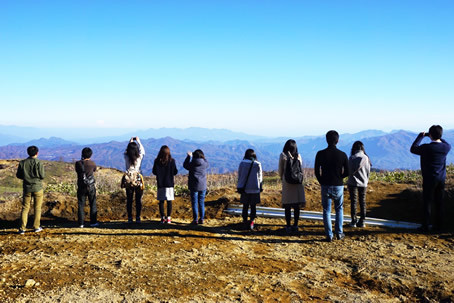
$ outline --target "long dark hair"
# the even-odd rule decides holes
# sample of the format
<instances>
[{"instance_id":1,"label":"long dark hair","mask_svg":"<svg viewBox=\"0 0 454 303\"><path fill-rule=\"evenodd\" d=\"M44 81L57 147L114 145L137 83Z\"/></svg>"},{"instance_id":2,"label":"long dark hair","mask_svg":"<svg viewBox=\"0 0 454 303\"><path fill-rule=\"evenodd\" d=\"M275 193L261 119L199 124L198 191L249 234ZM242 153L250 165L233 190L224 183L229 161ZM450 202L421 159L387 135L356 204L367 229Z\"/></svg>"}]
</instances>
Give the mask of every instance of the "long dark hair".
<instances>
[{"instance_id":1,"label":"long dark hair","mask_svg":"<svg viewBox=\"0 0 454 303\"><path fill-rule=\"evenodd\" d=\"M139 145L136 142L129 142L126 147L126 155L132 165L136 165L137 159L140 157Z\"/></svg>"},{"instance_id":2,"label":"long dark hair","mask_svg":"<svg viewBox=\"0 0 454 303\"><path fill-rule=\"evenodd\" d=\"M170 155L170 148L167 145L161 146L156 160L158 160L158 162L162 165L167 165L170 160L172 160L172 156Z\"/></svg>"},{"instance_id":3,"label":"long dark hair","mask_svg":"<svg viewBox=\"0 0 454 303\"><path fill-rule=\"evenodd\" d=\"M255 161L257 160L257 155L255 154L255 151L253 149L247 149L246 152L244 153L244 160L251 160Z\"/></svg>"},{"instance_id":4,"label":"long dark hair","mask_svg":"<svg viewBox=\"0 0 454 303\"><path fill-rule=\"evenodd\" d=\"M287 153L290 152L290 154L292 155L293 158L297 158L298 157L298 146L296 145L296 141L293 139L287 140L287 142L285 142L284 149L282 150L282 152L285 155L287 155Z\"/></svg>"},{"instance_id":5,"label":"long dark hair","mask_svg":"<svg viewBox=\"0 0 454 303\"><path fill-rule=\"evenodd\" d=\"M352 145L352 151L351 151L350 155L353 156L354 154L356 154L359 151L363 151L364 153L366 153L363 142L355 141L355 143L353 143L353 145Z\"/></svg>"},{"instance_id":6,"label":"long dark hair","mask_svg":"<svg viewBox=\"0 0 454 303\"><path fill-rule=\"evenodd\" d=\"M205 160L205 155L203 154L203 151L201 149L196 149L193 153L192 153L192 158L194 159L204 159Z\"/></svg>"},{"instance_id":7,"label":"long dark hair","mask_svg":"<svg viewBox=\"0 0 454 303\"><path fill-rule=\"evenodd\" d=\"M366 155L366 157L369 159L370 165L372 166L372 162L370 162L370 157L369 157L368 154L366 154L366 150L364 149L364 144L363 144L363 142L361 142L361 141L355 141L355 142L353 143L353 145L352 145L352 150L351 150L351 152L350 152L350 155L353 156L354 154L356 154L356 153L359 152L359 151L362 151L362 152Z\"/></svg>"}]
</instances>

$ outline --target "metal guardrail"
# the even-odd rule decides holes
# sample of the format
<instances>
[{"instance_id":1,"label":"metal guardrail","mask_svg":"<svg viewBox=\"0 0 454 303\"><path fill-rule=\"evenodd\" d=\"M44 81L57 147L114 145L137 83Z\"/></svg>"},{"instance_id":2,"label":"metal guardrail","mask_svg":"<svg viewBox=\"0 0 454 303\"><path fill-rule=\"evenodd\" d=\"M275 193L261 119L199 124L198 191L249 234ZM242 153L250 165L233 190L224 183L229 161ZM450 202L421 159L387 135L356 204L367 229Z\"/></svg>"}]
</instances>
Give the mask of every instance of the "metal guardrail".
<instances>
[{"instance_id":1,"label":"metal guardrail","mask_svg":"<svg viewBox=\"0 0 454 303\"><path fill-rule=\"evenodd\" d=\"M230 205L226 210L226 213L231 215L241 215L243 211L242 205ZM293 210L292 210L293 214ZM285 218L284 209L282 208L273 208L273 207L261 207L257 206L257 217L265 218ZM317 211L301 211L301 219L313 220L313 221L323 221L323 213ZM331 220L335 220L336 216L331 215ZM350 222L351 217L344 215L344 221ZM417 229L421 225L411 222L395 221L395 220L384 220L366 217L366 225L370 226L383 226L391 228L404 228L404 229Z\"/></svg>"}]
</instances>

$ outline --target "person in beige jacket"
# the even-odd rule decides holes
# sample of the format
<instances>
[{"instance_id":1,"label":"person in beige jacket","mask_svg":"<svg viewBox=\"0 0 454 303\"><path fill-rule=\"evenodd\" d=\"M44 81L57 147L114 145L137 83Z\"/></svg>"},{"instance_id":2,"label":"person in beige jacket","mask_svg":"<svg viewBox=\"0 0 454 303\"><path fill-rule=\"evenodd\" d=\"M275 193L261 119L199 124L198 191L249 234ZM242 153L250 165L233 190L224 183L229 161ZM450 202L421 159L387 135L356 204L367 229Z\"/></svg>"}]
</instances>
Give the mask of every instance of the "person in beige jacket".
<instances>
[{"instance_id":1,"label":"person in beige jacket","mask_svg":"<svg viewBox=\"0 0 454 303\"><path fill-rule=\"evenodd\" d=\"M300 216L300 208L306 205L306 196L304 194L304 186L301 183L292 184L286 180L286 170L288 160L298 159L300 167L302 168L302 158L298 153L298 147L295 140L287 140L284 149L279 156L279 176L282 180L282 207L285 208L285 230L290 232L298 231L298 220ZM302 170L302 169L301 169ZM302 180L302 178L301 178ZM291 225L292 208L294 210L294 223Z\"/></svg>"}]
</instances>

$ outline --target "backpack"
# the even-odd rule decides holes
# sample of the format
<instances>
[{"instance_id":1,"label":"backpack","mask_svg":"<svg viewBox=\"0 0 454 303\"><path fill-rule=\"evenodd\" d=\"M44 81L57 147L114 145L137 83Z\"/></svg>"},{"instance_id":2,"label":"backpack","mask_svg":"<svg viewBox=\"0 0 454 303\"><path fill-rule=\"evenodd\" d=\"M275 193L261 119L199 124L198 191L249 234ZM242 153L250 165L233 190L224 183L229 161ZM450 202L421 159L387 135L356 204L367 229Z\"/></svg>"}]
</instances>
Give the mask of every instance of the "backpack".
<instances>
[{"instance_id":1,"label":"backpack","mask_svg":"<svg viewBox=\"0 0 454 303\"><path fill-rule=\"evenodd\" d=\"M95 186L95 177L93 175L87 176L85 173L85 162L82 160L81 162L81 168L82 168L82 181L84 182L85 186L87 188L93 188Z\"/></svg>"},{"instance_id":2,"label":"backpack","mask_svg":"<svg viewBox=\"0 0 454 303\"><path fill-rule=\"evenodd\" d=\"M138 171L126 171L121 179L121 188L141 187L143 189L143 177Z\"/></svg>"},{"instance_id":3,"label":"backpack","mask_svg":"<svg viewBox=\"0 0 454 303\"><path fill-rule=\"evenodd\" d=\"M303 169L301 162L297 157L287 156L287 162L285 164L285 181L290 184L302 184L303 183Z\"/></svg>"}]
</instances>

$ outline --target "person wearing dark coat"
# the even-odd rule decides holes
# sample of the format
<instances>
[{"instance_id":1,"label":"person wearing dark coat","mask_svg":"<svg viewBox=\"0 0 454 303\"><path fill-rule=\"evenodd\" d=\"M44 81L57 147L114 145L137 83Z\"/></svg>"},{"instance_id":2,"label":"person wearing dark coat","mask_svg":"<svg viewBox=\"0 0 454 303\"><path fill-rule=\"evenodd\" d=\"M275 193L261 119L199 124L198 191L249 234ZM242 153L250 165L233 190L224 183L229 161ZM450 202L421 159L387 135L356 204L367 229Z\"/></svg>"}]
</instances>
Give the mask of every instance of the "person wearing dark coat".
<instances>
[{"instance_id":1,"label":"person wearing dark coat","mask_svg":"<svg viewBox=\"0 0 454 303\"><path fill-rule=\"evenodd\" d=\"M96 187L95 183L85 184L84 179L93 176L96 171L96 164L91 160L93 151L89 147L82 149L82 159L75 164L77 173L77 220L79 227L83 228L85 224L85 201L88 197L88 204L90 205L90 226L97 227L98 210L96 208ZM91 177L94 178L94 177Z\"/></svg>"},{"instance_id":2,"label":"person wearing dark coat","mask_svg":"<svg viewBox=\"0 0 454 303\"><path fill-rule=\"evenodd\" d=\"M183 167L189 171L188 188L191 192L192 224L203 224L205 220L208 166L208 161L200 149L193 153L188 152L183 163Z\"/></svg>"},{"instance_id":3,"label":"person wearing dark coat","mask_svg":"<svg viewBox=\"0 0 454 303\"><path fill-rule=\"evenodd\" d=\"M348 158L347 155L337 149L339 134L335 130L326 133L328 147L317 152L315 156L314 173L317 181L321 185L323 224L325 226L325 236L328 242L333 240L334 234L338 240L342 240L342 224L344 222L344 183L343 179L348 177ZM336 223L334 234L331 225L331 204L334 203L336 211Z\"/></svg>"},{"instance_id":4,"label":"person wearing dark coat","mask_svg":"<svg viewBox=\"0 0 454 303\"><path fill-rule=\"evenodd\" d=\"M446 156L451 150L451 145L441 138L442 135L443 128L440 125L432 125L428 133L419 133L410 148L410 152L421 157L423 194L422 231L429 231L432 204L435 207L436 215L433 227L437 231L443 228ZM422 139L426 136L430 138L431 142L420 145Z\"/></svg>"},{"instance_id":5,"label":"person wearing dark coat","mask_svg":"<svg viewBox=\"0 0 454 303\"><path fill-rule=\"evenodd\" d=\"M175 200L174 177L178 173L175 159L170 155L167 145L161 146L158 156L154 160L153 174L156 176L158 184L159 214L161 223L171 223L172 201ZM167 217L164 216L164 201L167 200Z\"/></svg>"}]
</instances>

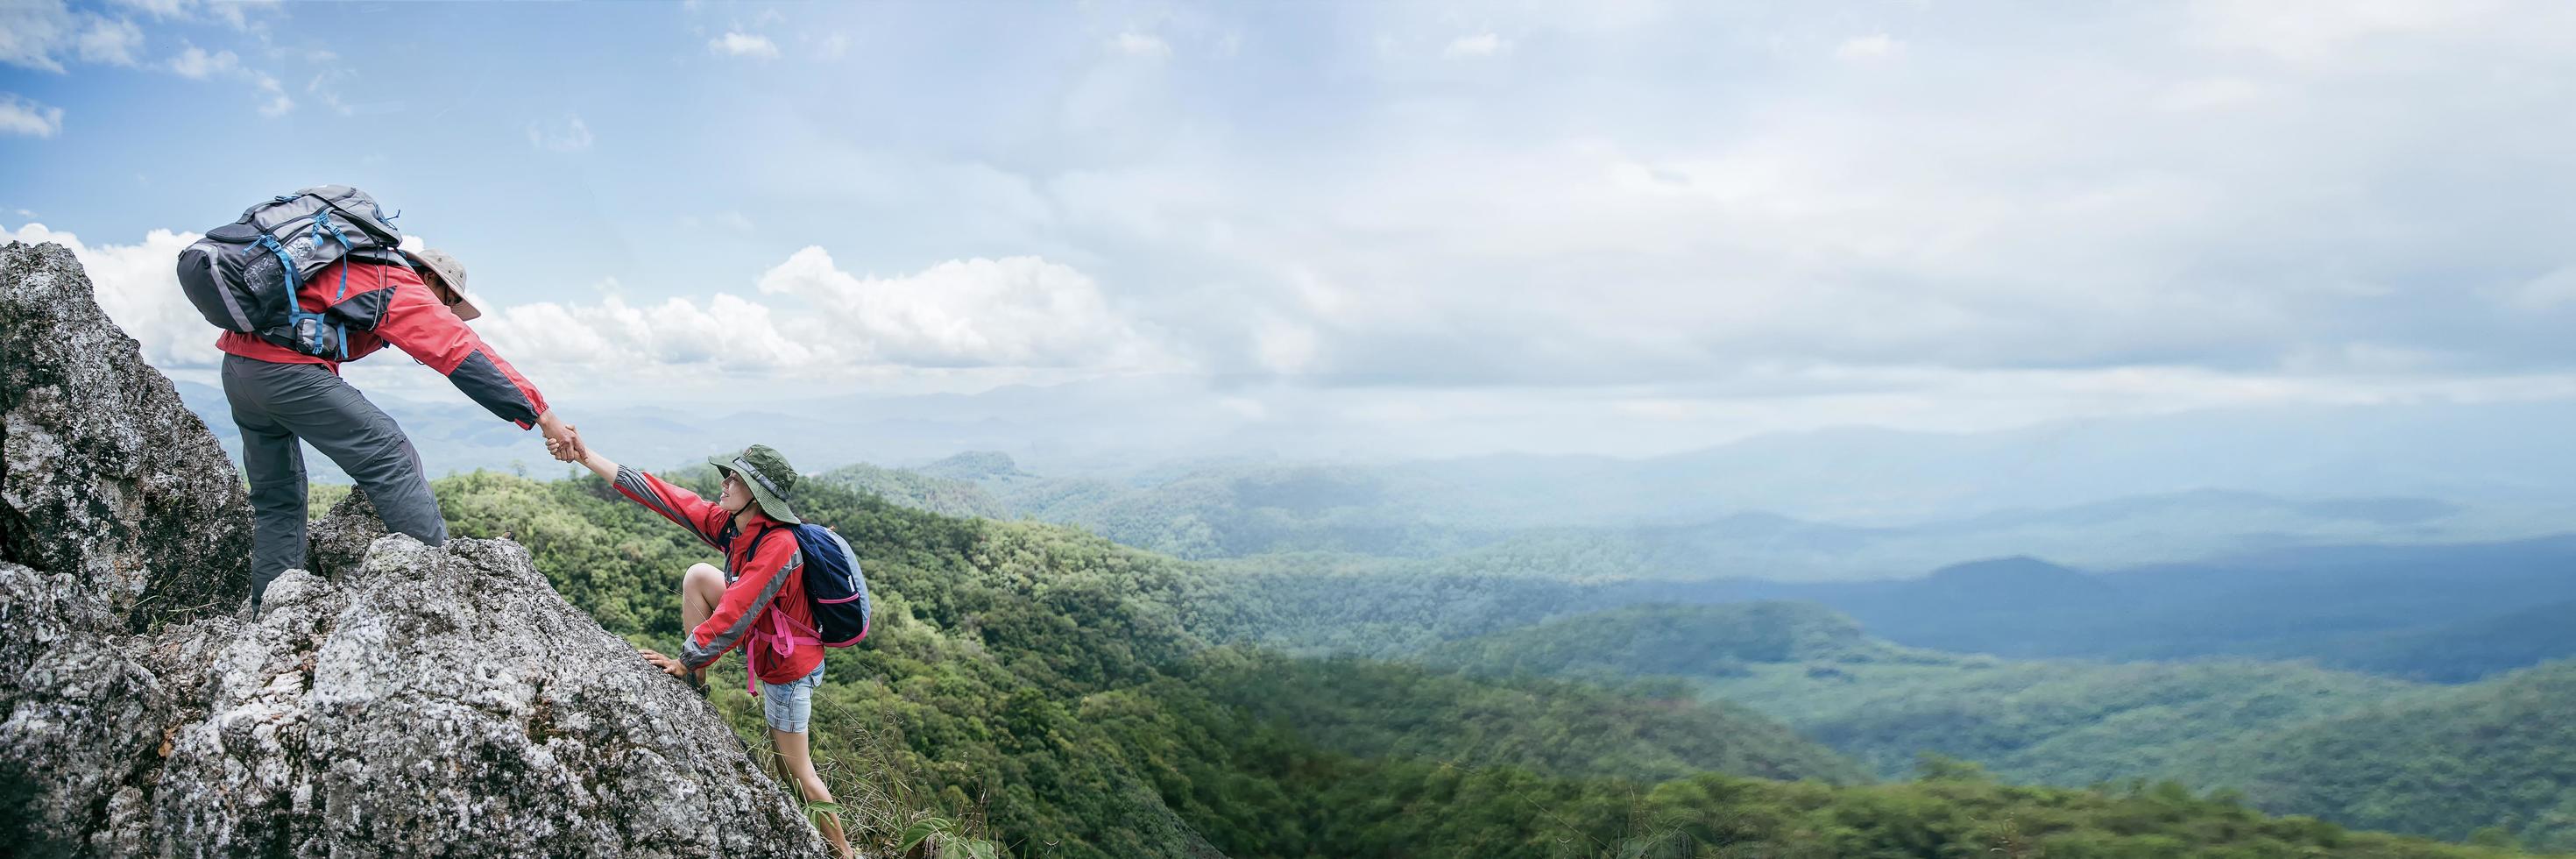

▶ _The task_:
Return all lines from the data that include the string "outline".

▶ _Task output_:
$ outline --target "long dark hair"
$ outline --target "metal guardrail"
$ outline --target "person in beige jacket"
$ outline --target "backpack"
$ outline --target "person wearing dark coat"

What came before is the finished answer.